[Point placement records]
--------------------

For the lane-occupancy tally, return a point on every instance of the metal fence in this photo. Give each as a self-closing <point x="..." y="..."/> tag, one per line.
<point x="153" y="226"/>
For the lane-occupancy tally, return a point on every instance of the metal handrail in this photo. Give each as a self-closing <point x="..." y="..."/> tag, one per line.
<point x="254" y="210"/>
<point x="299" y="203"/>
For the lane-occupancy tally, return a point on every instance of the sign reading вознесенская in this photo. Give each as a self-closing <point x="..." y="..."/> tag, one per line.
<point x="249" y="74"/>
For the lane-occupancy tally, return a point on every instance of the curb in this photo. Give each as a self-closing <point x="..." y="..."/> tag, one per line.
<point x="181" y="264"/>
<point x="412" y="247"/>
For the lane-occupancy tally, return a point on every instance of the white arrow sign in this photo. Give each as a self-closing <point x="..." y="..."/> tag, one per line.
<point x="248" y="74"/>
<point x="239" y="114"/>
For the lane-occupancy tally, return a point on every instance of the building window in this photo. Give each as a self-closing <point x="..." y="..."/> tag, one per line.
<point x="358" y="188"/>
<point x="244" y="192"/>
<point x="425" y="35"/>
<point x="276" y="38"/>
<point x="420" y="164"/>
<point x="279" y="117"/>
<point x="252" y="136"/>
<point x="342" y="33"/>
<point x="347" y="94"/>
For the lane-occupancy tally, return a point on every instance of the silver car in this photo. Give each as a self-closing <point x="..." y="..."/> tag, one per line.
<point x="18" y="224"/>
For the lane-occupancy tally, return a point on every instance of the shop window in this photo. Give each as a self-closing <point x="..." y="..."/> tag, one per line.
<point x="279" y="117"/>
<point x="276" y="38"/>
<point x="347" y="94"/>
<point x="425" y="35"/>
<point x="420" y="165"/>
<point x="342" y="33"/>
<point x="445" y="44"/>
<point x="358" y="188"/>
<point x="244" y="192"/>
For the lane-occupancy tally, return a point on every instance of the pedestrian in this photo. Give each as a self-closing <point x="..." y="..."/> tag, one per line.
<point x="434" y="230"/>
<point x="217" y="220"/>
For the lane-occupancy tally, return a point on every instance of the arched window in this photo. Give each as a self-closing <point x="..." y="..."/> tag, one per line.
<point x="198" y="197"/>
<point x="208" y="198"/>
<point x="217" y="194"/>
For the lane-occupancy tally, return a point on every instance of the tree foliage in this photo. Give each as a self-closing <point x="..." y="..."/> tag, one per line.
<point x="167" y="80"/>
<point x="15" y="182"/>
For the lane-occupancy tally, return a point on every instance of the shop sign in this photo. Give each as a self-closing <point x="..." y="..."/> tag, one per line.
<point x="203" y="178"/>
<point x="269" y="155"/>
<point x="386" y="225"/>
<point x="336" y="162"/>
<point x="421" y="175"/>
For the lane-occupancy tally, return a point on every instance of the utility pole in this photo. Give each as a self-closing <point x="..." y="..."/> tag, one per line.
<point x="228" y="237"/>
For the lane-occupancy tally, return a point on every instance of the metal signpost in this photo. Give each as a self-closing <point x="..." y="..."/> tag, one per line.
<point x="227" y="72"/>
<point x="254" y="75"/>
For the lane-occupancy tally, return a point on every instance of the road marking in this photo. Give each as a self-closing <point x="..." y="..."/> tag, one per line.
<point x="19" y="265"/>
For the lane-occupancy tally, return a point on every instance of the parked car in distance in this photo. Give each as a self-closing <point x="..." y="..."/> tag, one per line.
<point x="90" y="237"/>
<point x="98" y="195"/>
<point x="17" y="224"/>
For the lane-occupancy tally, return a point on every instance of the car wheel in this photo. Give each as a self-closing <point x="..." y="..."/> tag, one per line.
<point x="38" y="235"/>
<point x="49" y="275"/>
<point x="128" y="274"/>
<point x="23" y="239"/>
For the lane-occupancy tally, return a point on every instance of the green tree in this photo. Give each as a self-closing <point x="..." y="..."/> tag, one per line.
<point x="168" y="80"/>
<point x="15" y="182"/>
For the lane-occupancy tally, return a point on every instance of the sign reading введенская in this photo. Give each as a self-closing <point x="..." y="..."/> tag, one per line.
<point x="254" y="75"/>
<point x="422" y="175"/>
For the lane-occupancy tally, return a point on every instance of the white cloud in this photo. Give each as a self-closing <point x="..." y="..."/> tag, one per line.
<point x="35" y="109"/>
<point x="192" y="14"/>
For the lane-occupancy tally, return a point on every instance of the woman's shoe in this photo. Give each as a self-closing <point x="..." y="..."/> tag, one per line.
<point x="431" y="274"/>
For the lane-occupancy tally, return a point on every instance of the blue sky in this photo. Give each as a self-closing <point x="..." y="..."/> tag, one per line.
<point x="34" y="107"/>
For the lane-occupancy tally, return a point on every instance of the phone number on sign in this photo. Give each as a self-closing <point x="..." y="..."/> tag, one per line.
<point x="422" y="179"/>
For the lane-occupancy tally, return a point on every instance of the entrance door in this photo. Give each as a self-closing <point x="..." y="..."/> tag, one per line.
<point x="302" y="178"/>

--------------------

▶ [GIVEN INSTRUCTION]: Take the entries and copy them out exactly.

▶ [ANSWER]:
For the lane-occupancy tally, return a point on every instance of the metal fence in this photo. Give each as a self-closing <point x="..." y="..."/> tag, one per line.
<point x="153" y="226"/>
For the lane-occupancy tally, return a point on every instance of the metal handrail in this photo. Give each as a self-closing <point x="..." y="..."/> tag, one per line.
<point x="254" y="210"/>
<point x="299" y="203"/>
For the lane-occupancy tally, return a point on every instance of the sign reading вознесенская in this photo. Give each as a self-closing <point x="..." y="..."/> tag, one per line.
<point x="249" y="74"/>
For the lane-occupancy tally, return a point on every instance of the curb in this photo. Give each as a self-closing <point x="..." y="..."/> tag, one per line.
<point x="181" y="264"/>
<point x="412" y="247"/>
For the lane-occupancy tally, return a point on every instance of the white arrow sign in this photo. Give each as a self-closing <point x="..." y="..."/> tag, one per line.
<point x="248" y="74"/>
<point x="239" y="114"/>
For the lane-occupancy tally, return a point on every instance of the building window in this photo. Give each as a self-closing <point x="..." y="..."/> tag, one per line.
<point x="358" y="188"/>
<point x="244" y="192"/>
<point x="425" y="35"/>
<point x="276" y="38"/>
<point x="420" y="164"/>
<point x="279" y="117"/>
<point x="252" y="136"/>
<point x="342" y="33"/>
<point x="347" y="94"/>
For the lane-occupancy tally, return a point on every instance of the silver car in this photo. Give each as a self-closing <point x="..." y="..."/> tag, one per line.
<point x="18" y="224"/>
For the lane-occupancy tally, return a point on every instance of the shop window in this photo. Give each as a self-closing <point x="..." y="..."/> tag, one per line.
<point x="279" y="117"/>
<point x="276" y="38"/>
<point x="347" y="94"/>
<point x="425" y="35"/>
<point x="420" y="165"/>
<point x="342" y="33"/>
<point x="445" y="44"/>
<point x="358" y="188"/>
<point x="244" y="192"/>
For the lane-occupancy tally, return a point on every instance of the pedestrian in this photo. Give each as a self-closing <point x="..." y="..."/> tag, one per line.
<point x="434" y="230"/>
<point x="217" y="220"/>
For the lane-occupancy tally, return a point on every instance of the arched window in this photo. Give each as a self-closing <point x="..." y="..."/> tag, one per line.
<point x="198" y="197"/>
<point x="208" y="198"/>
<point x="217" y="194"/>
For the lane-occupancy tally, return a point on every instance of the tree foliage in this photo. Give each as a self-closing <point x="..." y="..."/> tag, one per line.
<point x="167" y="80"/>
<point x="15" y="182"/>
For the lane-occupancy tally, return a point on every instance of the shop sign in this photo. Give each as a self-closing <point x="..." y="..."/> tag, one per line.
<point x="203" y="178"/>
<point x="269" y="155"/>
<point x="386" y="225"/>
<point x="336" y="162"/>
<point x="421" y="175"/>
For the lane-occupancy tally, return a point on every instance of the utility pole in this photo. Give each as a self-closing <point x="..." y="..."/> tag, one per line.
<point x="228" y="237"/>
For the lane-occupancy tally, return a point on every instance of the metal signpost in this photo. Give each as a self-closing <point x="..." y="..."/> tag, one per line.
<point x="227" y="72"/>
<point x="254" y="75"/>
For the lane-occupancy tally, return a point on every instance of the road marking in this photo. Give each as a self-closing <point x="..." y="..."/> tag, one per line.
<point x="19" y="265"/>
For the lane-occupancy tally, return a point on every instance of the parked car in distance in this photo. Give each as a self-closing <point x="..." y="..."/> tag, one per line.
<point x="90" y="237"/>
<point x="98" y="195"/>
<point x="17" y="224"/>
For the lane-occupancy tally, return a point on every instance of the car wheel in this photo. Give each as a self-closing <point x="..." y="..."/> tag, one per line.
<point x="38" y="235"/>
<point x="49" y="275"/>
<point x="128" y="274"/>
<point x="23" y="239"/>
For the lane-occupancy tally, return a point on every instance of the green tree in this photo. Give each as a self-closing <point x="..." y="..."/> tag, one per line.
<point x="168" y="80"/>
<point x="15" y="182"/>
For the lane-occupancy tally, return a point on every instance of the sign reading введенская in this photo. Give each as a self-closing <point x="..." y="..."/> tag, one per line.
<point x="254" y="75"/>
<point x="422" y="175"/>
For the lane-occupancy tally, return a point on every instance of the white cloud in this photo. Give each as a self-closing <point x="..." y="..."/> tag, one per line.
<point x="35" y="109"/>
<point x="192" y="14"/>
For the lane-occupancy tally, return a point on every instance of the woman's shoe in this photo. Give each as a self-closing <point x="..." y="..."/> tag, one per line.
<point x="431" y="274"/>
For the lane-occupancy tally, return a point on every instance of the blue sky in this photo. Give each as a self-closing <point x="..." y="..."/> tag, one per line.
<point x="34" y="107"/>
For the lane-occupancy tally, return a point on every instance of the phone number on sign in this photo. Give each as a self-closing <point x="..." y="..."/> tag, one per line.
<point x="422" y="179"/>
For the lane-occupancy tally, return a point on every instance of the entrance door in this photo. Give each as a self-closing <point x="..." y="..."/> tag, one per line.
<point x="302" y="178"/>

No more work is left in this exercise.